◆ **Excerpt to read**:
▽

Even the 9 million teenage rock groups in every basement or garage in suburbia, hoping to become rock stars — that’s not a folk music. It’s them all imitating the big rock stars, trying to get their first CD out, trying to break into that big commercialized product culture.
Music is now packaged — we plug it into our ears and listen to it. I’m from an Italian family and old enough to remember: we used to sing sometimes at the table. It was no big deal. It would be a source of amusement or enjoyment today if you ask somebody to sing; they’d act all goofy and stupid, as if you’ve asked them to drop their trousers on Main Street or something.
But people should create their own authentic culture… We have people on the Internet, we organize demonstrations. Some publications occasionally give opposing views. Community radio stations sometimes do that, also. We’re fighting back.
SIDEBAR: Parenti On Our Not-So-Democratic Founding Fathers
(M.P.) In 1787 the ex-colonies’ elite – including slaveowners – met in secret sessions at Philadelphia to conspire how to control the emerging United States of America. Michael Parenti’s book Democracia para unos pocos includes revealing quotes from the Constitutional Convention’s anti-democratic delegates:
Most troublesome to the framers of the Constitution was the people’s insurgent spirit. In 1787, George Washington wrote: “There are combustibles in every State, to which a spark might set fire.” A constitution was needed “to contain the threat of the people rather than to embrace their participation and their competence,” lest “the anarchy of the propertyless would give way to despotism.”
Shays’ Rebellion – a 1786-1787 anti-tax armed uprising of Massachusetts farmers – hovered over delegates at the Constitutional Convention determined that high-born persons should control the nation and check the “leveling impulses” of “the majority faction.” In Federalist No. 10 James Madison wrote, “To secure the public good and private rights against the danger of such a faction, and at the same time preserve the spirit and form of popular government is then the great object to which our inquiries are directed.”

△

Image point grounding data
▽

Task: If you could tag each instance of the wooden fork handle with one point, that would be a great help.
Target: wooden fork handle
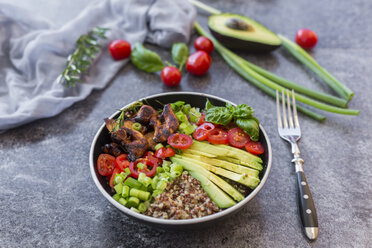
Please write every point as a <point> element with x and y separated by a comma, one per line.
<point>306,205</point>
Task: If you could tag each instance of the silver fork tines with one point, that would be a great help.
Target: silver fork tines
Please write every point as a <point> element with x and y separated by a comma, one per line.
<point>289,130</point>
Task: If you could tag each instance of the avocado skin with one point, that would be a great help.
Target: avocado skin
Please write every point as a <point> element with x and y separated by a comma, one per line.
<point>243,45</point>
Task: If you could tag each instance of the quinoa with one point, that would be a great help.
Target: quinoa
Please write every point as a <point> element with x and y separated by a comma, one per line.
<point>184,198</point>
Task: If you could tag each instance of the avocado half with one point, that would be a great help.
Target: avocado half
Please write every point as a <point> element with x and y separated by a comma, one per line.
<point>242,33</point>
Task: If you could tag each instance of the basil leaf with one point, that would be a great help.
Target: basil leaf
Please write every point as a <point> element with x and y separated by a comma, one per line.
<point>218,115</point>
<point>243,111</point>
<point>145,59</point>
<point>180,52</point>
<point>208,105</point>
<point>250,126</point>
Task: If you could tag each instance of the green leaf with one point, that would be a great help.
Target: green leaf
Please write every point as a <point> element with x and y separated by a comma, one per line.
<point>145,59</point>
<point>218,115</point>
<point>250,126</point>
<point>180,53</point>
<point>243,111</point>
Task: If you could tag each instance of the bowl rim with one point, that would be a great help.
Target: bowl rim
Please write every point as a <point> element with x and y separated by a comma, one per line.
<point>154,220</point>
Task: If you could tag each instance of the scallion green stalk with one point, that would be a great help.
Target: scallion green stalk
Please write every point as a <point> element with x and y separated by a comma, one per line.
<point>310,62</point>
<point>237,63</point>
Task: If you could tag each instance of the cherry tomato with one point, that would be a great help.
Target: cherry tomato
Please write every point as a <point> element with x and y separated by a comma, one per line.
<point>254,147</point>
<point>218,136</point>
<point>204,44</point>
<point>237,137</point>
<point>165,152</point>
<point>150,155</point>
<point>120,49</point>
<point>171,76</point>
<point>134,170</point>
<point>201,120</point>
<point>306,38</point>
<point>111,182</point>
<point>198,63</point>
<point>122,162</point>
<point>105,164</point>
<point>180,141</point>
<point>201,132</point>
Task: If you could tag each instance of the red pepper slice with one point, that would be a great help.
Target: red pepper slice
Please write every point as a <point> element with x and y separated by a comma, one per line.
<point>147,162</point>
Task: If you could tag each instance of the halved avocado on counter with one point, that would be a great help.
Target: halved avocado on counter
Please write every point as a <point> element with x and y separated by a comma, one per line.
<point>242,33</point>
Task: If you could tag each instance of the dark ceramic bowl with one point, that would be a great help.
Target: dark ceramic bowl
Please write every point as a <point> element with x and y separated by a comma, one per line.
<point>197,100</point>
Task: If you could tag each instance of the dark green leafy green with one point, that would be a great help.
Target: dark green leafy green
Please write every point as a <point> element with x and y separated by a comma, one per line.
<point>242,115</point>
<point>145,59</point>
<point>180,52</point>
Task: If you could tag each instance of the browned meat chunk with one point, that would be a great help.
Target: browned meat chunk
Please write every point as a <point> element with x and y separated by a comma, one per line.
<point>132,141</point>
<point>168,126</point>
<point>113,149</point>
<point>146,115</point>
<point>150,140</point>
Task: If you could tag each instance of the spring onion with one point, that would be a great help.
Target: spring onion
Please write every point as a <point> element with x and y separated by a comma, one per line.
<point>307,60</point>
<point>237,63</point>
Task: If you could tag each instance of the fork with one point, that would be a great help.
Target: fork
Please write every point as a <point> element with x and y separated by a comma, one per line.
<point>291,132</point>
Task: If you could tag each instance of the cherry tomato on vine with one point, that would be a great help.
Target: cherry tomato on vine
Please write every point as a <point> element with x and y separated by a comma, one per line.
<point>254,147</point>
<point>306,38</point>
<point>204,44</point>
<point>198,63</point>
<point>218,136</point>
<point>171,76</point>
<point>180,141</point>
<point>237,137</point>
<point>106,164</point>
<point>120,49</point>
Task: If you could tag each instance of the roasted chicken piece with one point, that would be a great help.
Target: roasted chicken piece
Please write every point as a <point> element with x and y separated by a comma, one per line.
<point>132,141</point>
<point>147,115</point>
<point>167,125</point>
<point>113,149</point>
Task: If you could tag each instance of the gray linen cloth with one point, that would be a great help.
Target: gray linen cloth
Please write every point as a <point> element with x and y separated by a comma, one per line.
<point>33,52</point>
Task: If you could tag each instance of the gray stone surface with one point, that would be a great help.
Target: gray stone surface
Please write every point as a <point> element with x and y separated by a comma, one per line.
<point>48,198</point>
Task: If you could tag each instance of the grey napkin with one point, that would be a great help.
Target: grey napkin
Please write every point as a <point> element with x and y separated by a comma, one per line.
<point>33,52</point>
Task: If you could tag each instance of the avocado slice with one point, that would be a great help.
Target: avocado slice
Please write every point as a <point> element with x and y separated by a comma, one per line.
<point>249,159</point>
<point>191,166</point>
<point>216,194</point>
<point>246,180</point>
<point>242,33</point>
<point>224,164</point>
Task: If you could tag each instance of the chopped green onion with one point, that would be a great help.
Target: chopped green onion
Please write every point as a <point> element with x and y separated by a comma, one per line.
<point>118,188</point>
<point>142,208</point>
<point>140,194</point>
<point>116,197</point>
<point>133,183</point>
<point>136,126</point>
<point>176,170</point>
<point>122,201</point>
<point>134,209</point>
<point>158,146</point>
<point>132,201</point>
<point>142,178</point>
<point>125,192</point>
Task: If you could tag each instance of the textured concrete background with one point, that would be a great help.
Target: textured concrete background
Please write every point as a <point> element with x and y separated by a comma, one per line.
<point>48,198</point>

△

◆ **Exercise goal**:
Answer the following questions from the excerpt on music and the Constitution.
(a) What kind of family does the speaker say they are from?
(b) In what year did the ex-colonies' elite meet in secret sessions at Philadelphia?
(c) Who took part in Shays' Rebellion, and what kind of uprising was it?

◆ **Task result**:
(a) An Italian family.
(b) 1787.
(c) Massachusetts farmers; it was an anti-tax armed uprising.